Texto de referência:
···

E a Sua Importância Decisiva Para o Ser Humano

Árvores. A mera presença delas desperta uma paz e um sossego na alma humana. Esse é um segredo que explica por que – desde os tempos mais remotos – em todos os cantos do mundo, os sábios e místicos têm usado florestas como locais de refúgio e de inspiração.

Há uma relação natural e instintiva entre a árvore e o homem. Até os seus modos de respirar se completam. Aquele que medita pode aprender com as árvores uma sábia e serena imobilidade. Na antiga Índia, conta a lenda que Gautama Buda alcançou a iluminação ao pé de uma grande árvore chamada Bodhi, símbolo da sabedoria universal. Sentou-se ali em um entardecer, foi saudado amorosamente pelos seres da floresta, e travou sua batalha final. No momento da aurora, venceu definitivamente a ilusão e a ignorância.

É difícil imaginar seres tão benéficos quanto as árvores. Elas embelezam a paisagem, dão sombra, madeira, frutas, e são o refúgio e abrigo de pássaros e outras espécies de animais. Comunicam o subsolo com a atmosfera e purificam o ar. Atraem nuvens, regulam as chuvas, estabilizam o clima e garantem a umidade do solo. Combatem a erosão e evitam o excesso de ventos.

···

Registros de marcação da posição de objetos
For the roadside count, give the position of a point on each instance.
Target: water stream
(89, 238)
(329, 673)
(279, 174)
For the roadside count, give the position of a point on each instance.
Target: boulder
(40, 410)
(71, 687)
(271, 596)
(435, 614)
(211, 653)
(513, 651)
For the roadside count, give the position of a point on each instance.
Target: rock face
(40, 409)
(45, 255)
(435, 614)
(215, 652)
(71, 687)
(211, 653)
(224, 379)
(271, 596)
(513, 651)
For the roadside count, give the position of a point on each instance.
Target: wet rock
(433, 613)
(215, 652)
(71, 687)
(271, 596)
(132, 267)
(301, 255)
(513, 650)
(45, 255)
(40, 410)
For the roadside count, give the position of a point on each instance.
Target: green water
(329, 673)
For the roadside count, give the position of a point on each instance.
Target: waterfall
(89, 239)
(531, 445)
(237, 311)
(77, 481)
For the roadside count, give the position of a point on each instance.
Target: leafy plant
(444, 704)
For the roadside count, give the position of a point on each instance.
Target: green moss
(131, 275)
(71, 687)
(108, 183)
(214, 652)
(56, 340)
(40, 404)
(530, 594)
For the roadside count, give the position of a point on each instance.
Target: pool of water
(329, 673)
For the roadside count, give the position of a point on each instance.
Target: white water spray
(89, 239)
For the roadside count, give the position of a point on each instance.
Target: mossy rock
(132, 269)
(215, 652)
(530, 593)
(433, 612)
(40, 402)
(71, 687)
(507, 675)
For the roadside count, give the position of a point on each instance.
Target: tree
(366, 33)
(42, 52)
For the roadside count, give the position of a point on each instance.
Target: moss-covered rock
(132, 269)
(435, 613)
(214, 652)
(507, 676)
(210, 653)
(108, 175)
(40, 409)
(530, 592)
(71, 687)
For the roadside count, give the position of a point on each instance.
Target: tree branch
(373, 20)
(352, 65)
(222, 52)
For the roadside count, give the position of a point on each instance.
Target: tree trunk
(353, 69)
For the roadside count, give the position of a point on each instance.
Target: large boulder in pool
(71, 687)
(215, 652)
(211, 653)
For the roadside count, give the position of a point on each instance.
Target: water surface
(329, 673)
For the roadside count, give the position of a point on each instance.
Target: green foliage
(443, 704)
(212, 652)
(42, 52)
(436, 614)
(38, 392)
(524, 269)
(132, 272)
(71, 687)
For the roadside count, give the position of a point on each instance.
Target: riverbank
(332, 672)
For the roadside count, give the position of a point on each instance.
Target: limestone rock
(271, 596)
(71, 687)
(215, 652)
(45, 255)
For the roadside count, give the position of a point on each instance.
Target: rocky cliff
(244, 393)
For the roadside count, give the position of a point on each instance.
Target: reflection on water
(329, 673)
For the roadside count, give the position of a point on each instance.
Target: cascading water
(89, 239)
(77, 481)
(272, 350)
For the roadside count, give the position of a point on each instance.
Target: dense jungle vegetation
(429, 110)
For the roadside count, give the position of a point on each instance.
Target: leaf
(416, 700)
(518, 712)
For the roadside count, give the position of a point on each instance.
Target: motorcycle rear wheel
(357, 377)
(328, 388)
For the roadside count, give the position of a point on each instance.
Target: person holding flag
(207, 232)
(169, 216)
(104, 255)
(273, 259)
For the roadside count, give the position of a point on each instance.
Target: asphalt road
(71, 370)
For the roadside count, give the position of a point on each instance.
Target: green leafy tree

···

Problemas a resolver:
- a) Extraia na íntegra o texto sobre a importância das árvores para o ser humano, sem nenhuma alteração.
- b) Extraia dos registros cada linha em que aparece a palavra "leafy".

Respostas em ordem:
- a)
E a Sua Importância Decisiva Para o Ser Humano

Árvores. A mera presença delas desperta uma paz e um sossego na alma humana. Esse é um segredo que explica por que – desde os tempos mais remotos – em todos os cantos do mundo, os sábios e místicos têm usado florestas como locais de refúgio e de inspiração.

Há uma relação natural e instintiva entre a árvore e o homem. Até os seus modos de respirar se completam. Aquele que medita pode aprender com as árvores uma sábia e serena imobilidade. Na antiga Índia, conta a lenda que Gautama Buda alcançou a iluminação ao pé de uma grande árvore chamada Bodhi, símbolo da sabedoria universal. Sentou-se ali em um entardecer, foi saudado amorosamente pelos seres da floresta, e travou sua batalha final. No momento da aurora, venceu definitivamente a ilusão e a ignorância.

É difícil imaginar seres tão benéficos quanto as árvores. Elas embelezam a paisagem, dão sombra, madeira, frutas, e são o refúgio e abrigo de pássaros e outras espécies de animais. Comunicam o subsolo com a atmosfera e purificam o ar. Atraem nuvens, regulam as chuvas, estabilizam o clima e garantem a umidade do solo. Combatem a erosão e evitam o excesso de ventos.

- b)
Target: leafy plant
Target: green leafy tree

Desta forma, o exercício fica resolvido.